The prices campaign has now degenerated into random
and rowdy looting,
leaving shops empty and consumers stranded. As captains of
industry and
commerce warned, basic commodities have vanished from the
shelves of most
shops due to the government order for retailers to cut prices
by half.
Manufacturers cannot recover their costs of production if
government
controls prices and will therefore close down operations, a trend
that is
already evident.
Zim Independent
Augustine
Mukaro/Constantine Chimakure
GOVERNMENT'S current blitz to
force manufacturers and retailers to
reduce prices of goods is illegal as
there is no enabling law to legitimise
the state's actions, lawyers said
yesterday.
Describing the actions of the state as immoral, the
lawyers said the
government decision to force business to reduce prices to
June 18 levels was
irrational and should be challenged in a court of
law.
The blitz has seen government price control teams moving from
shop to
shop slashing prices. This has resulted in all basket goods
disappearing
from shelves. The accompanying mayhem prevailing at shops and
supermarkets
following the slashing of prices has also resulted in massive
looting of
goods by gangs, which appear to have inside information about
which shops
the enforcers would be visiting.
In an interview
yesterday senior Harare lawyers Sternford Moyo and
Muchadei Masunda said
government had no legal grounds to enforce a price
freeze.
■ ■ ■ ■ ■
Tasks to carry out:
(a) Decide whether each statement agrees with the excerpt on the price blitz: (i) the lawyers held that no law authorized the state's actions; (ii) businesses were ordered to cut prices to June 18 levels; (iii) the lawyers called the state's actions moral. For each, answer yes or no and quote the decisive words.
(b) According to the excerpt on the price blitz, which senior Harare lawyers were interviewed?
(c) Reproduce the excerpt on the price blitz from "Manufacturers cannot recover" up to and including "already evident.".
The material that comes after this excerpt is unrelated to it.
■ ■ ■ ■ ■
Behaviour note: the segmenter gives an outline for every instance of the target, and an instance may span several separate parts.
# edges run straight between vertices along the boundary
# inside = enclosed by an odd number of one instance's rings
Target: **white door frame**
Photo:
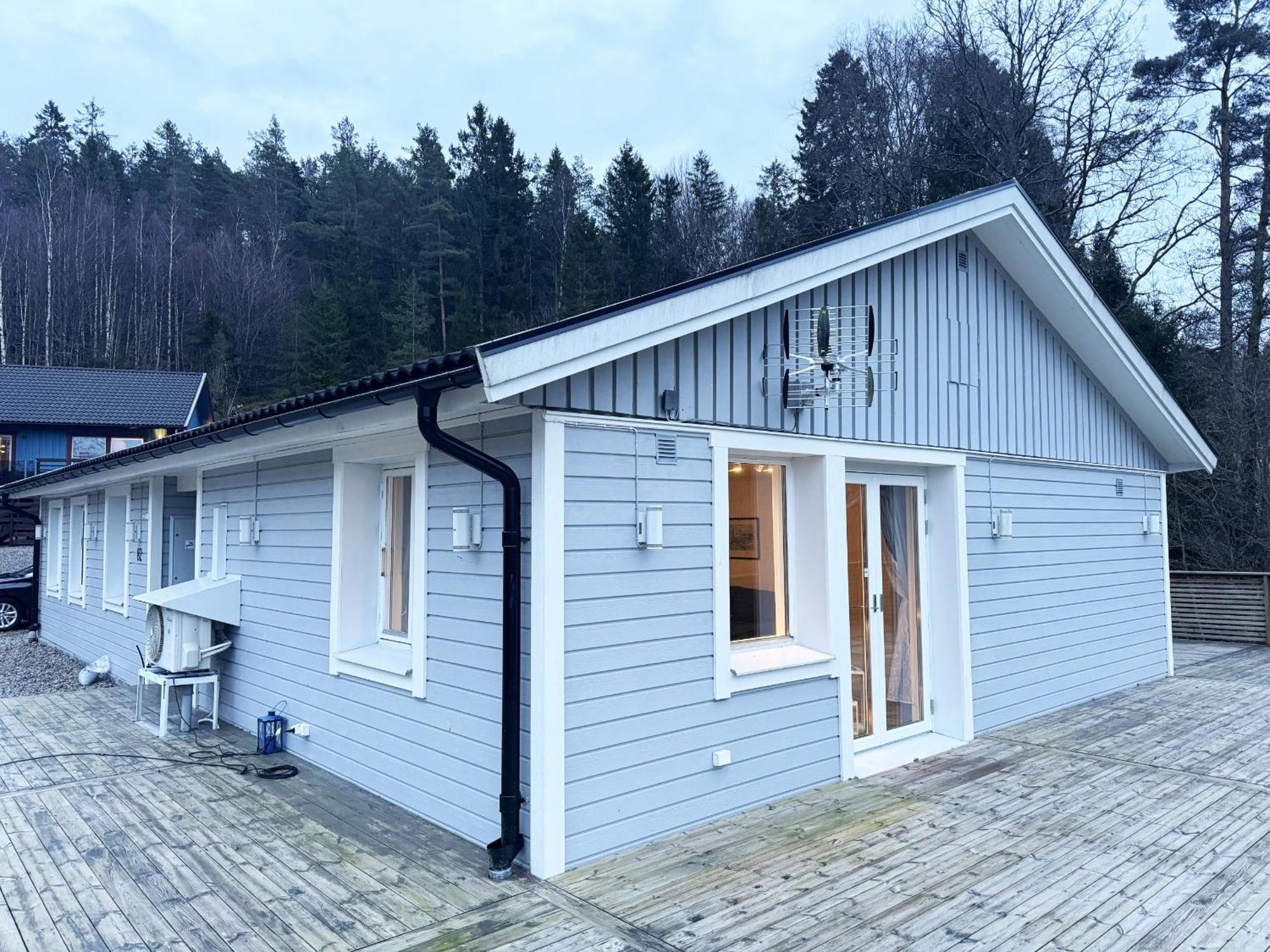
[[[933,706],[931,699],[931,637],[927,623],[928,612],[928,542],[926,538],[926,477],[902,473],[860,472],[848,470],[845,484],[851,482],[865,486],[865,519],[867,557],[867,598],[869,605],[869,649],[870,664],[869,674],[871,680],[872,702],[872,732],[869,736],[853,739],[857,751],[893,744],[898,740],[926,734],[933,729],[931,712]],[[921,630],[918,632],[921,644],[921,696],[922,716],[912,724],[902,727],[886,727],[886,655],[885,655],[885,626],[886,607],[883,598],[883,556],[881,556],[881,487],[883,486],[912,486],[917,490],[917,598],[921,617]]]

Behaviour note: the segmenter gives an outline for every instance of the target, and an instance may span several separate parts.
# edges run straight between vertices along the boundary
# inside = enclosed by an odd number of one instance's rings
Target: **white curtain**
[[[894,599],[888,621],[892,636],[890,663],[886,666],[886,699],[911,704],[917,698],[917,673],[913,631],[913,557],[909,512],[909,486],[881,487],[881,561],[888,589]]]

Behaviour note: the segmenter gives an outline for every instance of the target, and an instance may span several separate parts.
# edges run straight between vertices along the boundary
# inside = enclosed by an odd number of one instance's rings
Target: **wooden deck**
[[[552,882],[305,765],[0,767],[0,949],[1265,949],[1270,649],[1215,649]],[[130,707],[0,701],[0,755],[189,749]]]

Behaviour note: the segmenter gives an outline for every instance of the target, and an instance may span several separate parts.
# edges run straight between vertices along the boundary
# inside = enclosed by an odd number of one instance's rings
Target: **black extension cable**
[[[221,741],[215,741],[212,744],[203,744],[198,739],[198,724],[190,725],[185,720],[185,712],[177,706],[177,713],[180,717],[180,722],[189,727],[189,732],[194,737],[194,750],[184,758],[180,757],[156,757],[152,754],[114,754],[104,753],[100,750],[67,750],[61,754],[41,754],[38,757],[20,757],[15,760],[6,760],[0,763],[0,768],[14,767],[15,764],[33,764],[41,760],[56,760],[62,757],[113,757],[121,760],[152,760],[155,763],[165,764],[178,764],[182,767],[218,767],[224,770],[232,770],[234,773],[246,776],[251,774],[262,781],[284,781],[288,777],[295,777],[300,773],[300,768],[295,764],[277,764],[276,767],[258,767],[249,762],[234,762],[230,758],[244,757],[241,750],[226,750]],[[251,757],[246,754],[246,757]],[[109,777],[102,777],[99,779],[109,779]]]

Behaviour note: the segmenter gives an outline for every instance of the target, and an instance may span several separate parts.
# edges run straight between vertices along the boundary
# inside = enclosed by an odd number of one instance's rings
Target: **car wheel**
[[[18,627],[22,612],[13,602],[0,600],[0,631],[11,631]]]

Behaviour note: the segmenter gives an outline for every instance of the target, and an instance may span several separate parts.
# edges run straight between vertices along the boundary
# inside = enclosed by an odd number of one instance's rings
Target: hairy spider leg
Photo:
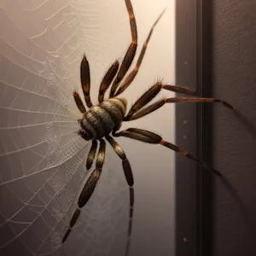
[[[90,151],[87,155],[87,160],[86,160],[86,169],[87,170],[89,170],[93,164],[93,161],[94,161],[95,156],[96,156],[96,153],[97,150],[97,145],[98,145],[98,143],[96,140],[93,140],[91,142],[91,146],[90,146]]]
[[[80,79],[81,79],[81,85],[82,85],[82,90],[84,92],[86,105],[88,108],[90,108],[93,106],[93,104],[91,103],[91,101],[90,101],[90,75],[89,62],[85,56],[85,54],[84,54],[84,57],[81,61]]]
[[[136,63],[135,67],[133,68],[133,70],[127,75],[127,77],[125,78],[125,81],[121,84],[121,85],[119,86],[119,90],[117,90],[117,92],[114,94],[114,96],[117,96],[118,95],[119,95],[120,93],[122,93],[133,81],[133,79],[135,79],[136,75],[137,74],[140,66],[143,62],[146,49],[148,48],[148,44],[149,42],[149,39],[151,38],[151,35],[153,33],[154,28],[155,27],[156,24],[158,23],[158,21],[160,20],[160,19],[162,17],[162,15],[164,15],[165,11],[166,9],[165,9],[161,14],[159,15],[159,17],[157,18],[157,20],[154,21],[154,23],[153,24],[149,33],[148,35],[148,38],[146,39],[146,41],[143,44],[143,49],[141,50],[141,53],[139,55],[139,57],[137,59],[137,61]]]
[[[102,103],[104,101],[105,92],[108,89],[109,85],[111,84],[113,79],[114,79],[119,70],[119,61],[115,61],[110,66],[106,74],[104,75],[99,90],[99,96],[98,96],[99,103]]]
[[[182,92],[183,94],[190,95],[194,94],[194,91],[189,90],[183,87],[177,87],[173,85],[164,84],[161,82],[158,82],[151,86],[143,96],[131,106],[126,116],[124,117],[124,121],[134,120],[143,116],[145,116],[160,107],[165,103],[177,103],[177,102],[219,102],[223,103],[225,107],[233,109],[233,107],[228,102],[220,99],[215,98],[204,98],[204,97],[174,97],[165,98],[160,100],[148,107],[145,107],[153,98],[154,98],[161,89],[168,90],[176,92]],[[145,107],[144,108],[143,108]],[[139,111],[143,108],[141,111]]]
[[[114,96],[115,90],[116,90],[119,84],[123,79],[124,76],[125,75],[129,67],[131,67],[131,62],[134,59],[136,50],[137,50],[137,32],[136,19],[135,19],[133,8],[132,8],[131,0],[125,0],[125,4],[126,4],[126,9],[128,11],[129,20],[130,20],[130,26],[131,26],[131,43],[126,51],[126,54],[121,63],[121,67],[118,72],[118,74],[111,86],[109,98],[111,98]]]
[[[76,105],[78,107],[78,108],[79,109],[79,111],[82,113],[86,113],[86,108],[83,103],[83,101],[79,96],[79,94],[74,90],[73,93],[73,99],[76,102]]]
[[[133,175],[131,168],[130,162],[126,158],[125,153],[120,145],[111,137],[106,136],[106,139],[113,147],[113,150],[117,155],[122,160],[123,169],[126,182],[129,185],[129,194],[130,194],[130,211],[129,211],[129,225],[128,225],[128,233],[127,233],[127,241],[126,241],[126,250],[125,256],[129,254],[130,244],[131,244],[131,235],[132,230],[132,218],[133,218],[133,206],[134,206],[134,190],[133,190]]]
[[[96,162],[96,169],[91,172],[90,176],[89,177],[80,195],[78,201],[78,208],[75,210],[70,223],[69,226],[63,236],[62,243],[65,242],[65,241],[69,236],[73,227],[76,224],[80,213],[81,213],[81,208],[85,206],[89,199],[90,198],[92,193],[94,192],[94,189],[96,188],[96,185],[101,177],[102,171],[102,166],[104,164],[105,160],[105,153],[106,153],[106,143],[104,140],[100,140],[100,148],[97,154],[97,159]]]
[[[219,172],[217,170],[208,166],[204,161],[198,159],[197,157],[192,155],[189,152],[185,151],[184,149],[179,148],[178,146],[176,146],[175,144],[172,144],[171,143],[166,142],[162,139],[162,137],[156,133],[151,132],[149,131],[137,129],[137,128],[129,128],[125,131],[121,131],[119,132],[114,132],[113,133],[113,136],[114,137],[126,137],[131,139],[135,139],[143,143],[152,143],[152,144],[160,144],[163,145],[172,150],[174,150],[177,153],[179,153],[183,154],[183,156],[186,156],[201,166],[202,166],[204,168],[208,169],[212,172],[213,172],[215,174],[218,176],[222,176]]]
■ ■ ■ ■ ■
Set of answers:
(a)
(i) Yes: "there is no enabling law to legitimise the state's actions"
(ii) Yes: "force business to reduce prices to June 18 levels"
(iii) No: "Describing the actions of the state as immoral"

(b) Sternford Moyo and Muchadei Masunda.

(c)
Manufacturers cannot recover their costs of production if
government
controls prices and will therefore close down operations, a trend
that is
already evident.